Set problem :: Show every line of the data below that contains the string "piece", matching case exactly.

Data for this task ::
┌──
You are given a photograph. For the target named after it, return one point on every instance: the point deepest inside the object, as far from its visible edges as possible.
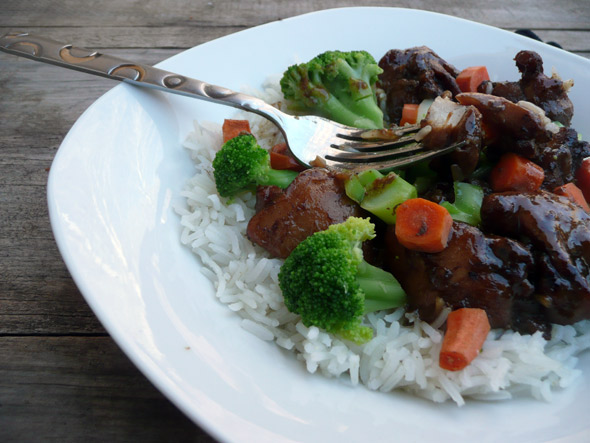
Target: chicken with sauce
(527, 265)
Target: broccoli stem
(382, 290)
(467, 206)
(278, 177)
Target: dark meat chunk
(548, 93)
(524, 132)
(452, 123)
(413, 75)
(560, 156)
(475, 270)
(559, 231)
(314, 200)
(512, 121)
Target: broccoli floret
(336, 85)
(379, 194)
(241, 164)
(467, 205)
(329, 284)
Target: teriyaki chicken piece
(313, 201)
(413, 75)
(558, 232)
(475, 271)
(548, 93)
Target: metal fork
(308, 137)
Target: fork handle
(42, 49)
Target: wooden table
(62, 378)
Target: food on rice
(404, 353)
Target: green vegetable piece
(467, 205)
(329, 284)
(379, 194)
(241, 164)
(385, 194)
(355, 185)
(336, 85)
└──
┌──
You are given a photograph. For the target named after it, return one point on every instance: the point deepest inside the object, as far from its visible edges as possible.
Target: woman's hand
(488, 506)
└──
Written solution ::
Target: teriyaki chicken piece
Target: green vegetable piece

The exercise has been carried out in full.